> [Goal]: Reproduce every one of the records below word for word, leaving nothing out.

***

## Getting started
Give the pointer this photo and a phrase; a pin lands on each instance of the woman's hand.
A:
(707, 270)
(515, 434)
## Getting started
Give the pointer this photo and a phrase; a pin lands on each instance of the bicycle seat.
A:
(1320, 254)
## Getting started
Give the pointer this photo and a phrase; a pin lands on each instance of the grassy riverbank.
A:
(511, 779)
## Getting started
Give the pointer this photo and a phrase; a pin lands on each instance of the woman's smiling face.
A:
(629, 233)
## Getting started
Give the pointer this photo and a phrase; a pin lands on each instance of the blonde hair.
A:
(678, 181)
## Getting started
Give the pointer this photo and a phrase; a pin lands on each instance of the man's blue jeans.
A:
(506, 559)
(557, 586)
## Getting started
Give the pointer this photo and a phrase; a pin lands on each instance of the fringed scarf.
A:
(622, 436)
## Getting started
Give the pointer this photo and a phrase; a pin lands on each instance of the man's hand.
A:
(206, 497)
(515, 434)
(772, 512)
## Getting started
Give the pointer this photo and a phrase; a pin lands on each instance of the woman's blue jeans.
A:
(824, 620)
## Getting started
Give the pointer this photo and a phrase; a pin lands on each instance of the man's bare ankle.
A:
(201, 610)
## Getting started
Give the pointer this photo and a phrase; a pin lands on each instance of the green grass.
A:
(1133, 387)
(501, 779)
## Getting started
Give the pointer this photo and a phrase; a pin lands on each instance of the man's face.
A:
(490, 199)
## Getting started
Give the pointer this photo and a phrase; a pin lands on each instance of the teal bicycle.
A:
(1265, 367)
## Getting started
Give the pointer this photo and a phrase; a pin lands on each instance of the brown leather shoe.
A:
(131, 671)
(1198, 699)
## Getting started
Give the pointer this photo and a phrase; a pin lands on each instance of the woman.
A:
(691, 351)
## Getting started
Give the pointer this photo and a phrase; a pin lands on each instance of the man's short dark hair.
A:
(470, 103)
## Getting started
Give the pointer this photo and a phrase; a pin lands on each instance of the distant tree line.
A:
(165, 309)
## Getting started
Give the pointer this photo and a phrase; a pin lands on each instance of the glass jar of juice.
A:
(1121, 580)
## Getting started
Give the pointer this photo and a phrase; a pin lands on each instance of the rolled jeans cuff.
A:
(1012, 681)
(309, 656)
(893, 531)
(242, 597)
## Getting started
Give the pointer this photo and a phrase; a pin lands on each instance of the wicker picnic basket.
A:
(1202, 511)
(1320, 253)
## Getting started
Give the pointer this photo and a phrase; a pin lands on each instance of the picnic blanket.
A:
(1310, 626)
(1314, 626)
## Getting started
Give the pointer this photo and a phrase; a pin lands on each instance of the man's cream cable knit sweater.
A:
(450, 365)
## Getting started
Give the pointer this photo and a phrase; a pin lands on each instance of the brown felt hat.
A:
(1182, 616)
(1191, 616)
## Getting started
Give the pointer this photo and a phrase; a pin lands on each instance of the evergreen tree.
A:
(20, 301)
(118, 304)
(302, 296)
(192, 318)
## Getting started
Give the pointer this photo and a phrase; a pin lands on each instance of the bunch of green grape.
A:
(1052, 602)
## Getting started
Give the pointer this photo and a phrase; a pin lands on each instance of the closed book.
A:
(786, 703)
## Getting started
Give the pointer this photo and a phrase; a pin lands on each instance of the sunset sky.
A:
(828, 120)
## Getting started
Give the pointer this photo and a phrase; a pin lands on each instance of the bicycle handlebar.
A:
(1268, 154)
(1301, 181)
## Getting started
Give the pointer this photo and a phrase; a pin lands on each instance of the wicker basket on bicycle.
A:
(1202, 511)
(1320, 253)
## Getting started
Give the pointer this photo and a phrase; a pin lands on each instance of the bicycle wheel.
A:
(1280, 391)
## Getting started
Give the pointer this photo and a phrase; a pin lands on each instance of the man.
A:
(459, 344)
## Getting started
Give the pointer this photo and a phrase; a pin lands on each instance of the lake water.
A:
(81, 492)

***

> [Solved exercise]:
## Getting started
Give the pointer this photo and a phrase; a pin lands on each instance of the woman's hand.
A:
(707, 270)
(515, 434)
## Getting started
Give the pointer this photo and a phrase; a pin lands on each instance of the bicycle seat.
A:
(1320, 254)
## Getting started
Give the pointer this photo and a phrase; a pin lands on each instance of the grassy riverbank.
A:
(511, 779)
## Getting started
Give the pointer this photo and a phrase; a pin lands on each instance of the woman's smiling face.
A:
(629, 233)
## Getting started
Give the pointer this photo and a phrase; a pin lands on each instance of the blonde hair.
A:
(678, 181)
## Getting started
Give the pointer this photo and a phrase; a pin lands on each instance of the man's blue jeans.
A:
(506, 559)
(557, 586)
## Getting started
Give the pointer this photo and a phrase; a pin lands on each instance of the fringed scarf.
A:
(622, 436)
## Getting started
Give the pointer this photo and a phrase; a pin lands on each instance of the man's hand.
A:
(206, 497)
(515, 434)
(772, 512)
## Getting started
Give the pointer this photo and a phrase; a pin lands on each instance of the woman's blue jeans.
A:
(824, 620)
## Getting started
Give the pointer this photo and a phrase; a pin lands on each instance of the man's bare ankle.
A:
(201, 610)
## Getting started
Give the pointer this photo and a phrase; a pin lands on each instance of the green grass.
A:
(1133, 387)
(501, 779)
## Getting started
Give the pointer this photo and a phrase; a pin lands on each instance of the man's face.
A:
(490, 199)
## Getting started
Give the pointer this photo and a phrase; a pin lands on each instance of the teal bicycle.
A:
(1265, 367)
## Getting started
Give the pointer this photo and a phrase; a pin lands on each instance of the brown leather shoe.
A:
(131, 671)
(1198, 699)
## Getting started
Give the pointer this photo and a phrase; a pin lands on each instance of the woman.
A:
(691, 351)
## Getting started
Give the pointer this photo and a phrase; a pin lands on each instance of the man's short dark hair.
A:
(470, 103)
## Getting started
Give the pointer this photo and a phrase; a pin lands on each instance of the distant tree line.
A:
(165, 309)
## Getting started
Give the pointer this photo and a phrase; a pin lands on each instance of the glass jar of juice.
A:
(1121, 580)
## Getting started
Give the pointer this photo and a phrase; a pin lands on each instance of the rolled jeans cuff.
A:
(1012, 681)
(309, 656)
(893, 531)
(242, 597)
## Getting started
Give the pointer this photo and a phrase; a pin lands on each instance of the wicker picnic basket.
A:
(1202, 511)
(1320, 253)
## Getting started
Give the pointer this photo and a phrase; a pin lands on each instance of the picnic blanket.
A:
(1310, 626)
(1314, 626)
## Getting started
Give the pointer this photo and a phrase; a pin lands on each instance of the man's cream cable knit sweater.
A:
(450, 365)
## Getting started
Give the pointer this photo and a phrase; a pin lands on each instance of the brown felt hat.
A:
(1182, 616)
(1191, 616)
## Getting started
Give the pointer this photo and a phrase; a pin lands on each instance of the evergreen tree.
A:
(20, 301)
(118, 304)
(302, 296)
(192, 318)
## Getting started
Give the pointer this photo and a phrase; a pin lands on each instance of the bunch of green grape.
A:
(1052, 602)
## Getting started
Give the pointer this photo and a phrase; a pin lands on each instance of the closed book.
A:
(786, 703)
## Getting started
Give the pointer this photo and a phrase; a pin lands on each instance of the sunset sky.
A:
(828, 120)
## Getting started
Give the pointer this photo and a phrase; a pin lands on each instance of the bicycle handlebar.
A:
(1268, 154)
(1301, 181)
## Getting started
Give the pointer this photo and a phrase; a pin lands on each instance of the wicker basket on bicycle.
A:
(1202, 511)
(1320, 253)
## Getting started
Give the pointer this photo and a phrase; a pin lands on each instance of the bicycle wheel.
A:
(1280, 391)
## Getting started
Give the pointer this photo and a phrase; a pin lands on each instance of the man.
A:
(459, 344)
## Getting started
Give the pointer this photo and a phrase; a pin lands on each instance of the lake water.
A:
(81, 492)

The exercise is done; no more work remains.